> **PROBLEM REQUIREMENTS**: Quote every line of the entries below verbatim, omitting the pictures from your answer.

===== STORED ROWS

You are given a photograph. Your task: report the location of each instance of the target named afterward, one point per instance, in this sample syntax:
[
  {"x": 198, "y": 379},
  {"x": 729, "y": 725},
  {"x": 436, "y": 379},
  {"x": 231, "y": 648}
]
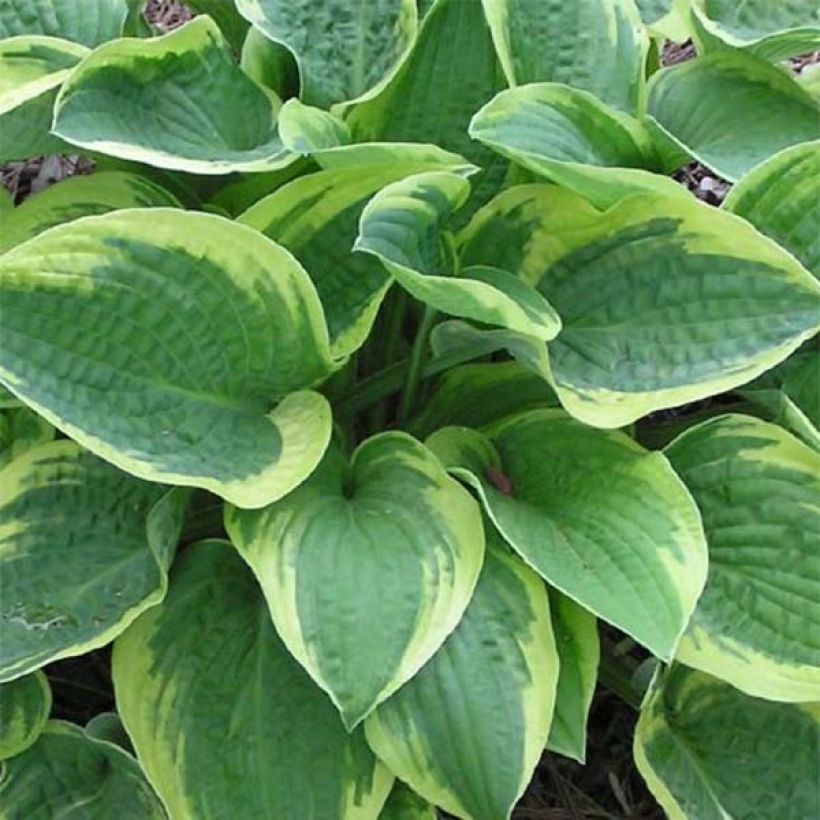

==========

> **THE ANSWER**:
You are given a photograph. Your task: report the location of each instance of the target named afterward, one point per instance, in this sample syntax:
[
  {"x": 198, "y": 379},
  {"x": 729, "y": 725},
  {"x": 436, "y": 379},
  {"x": 231, "y": 648}
]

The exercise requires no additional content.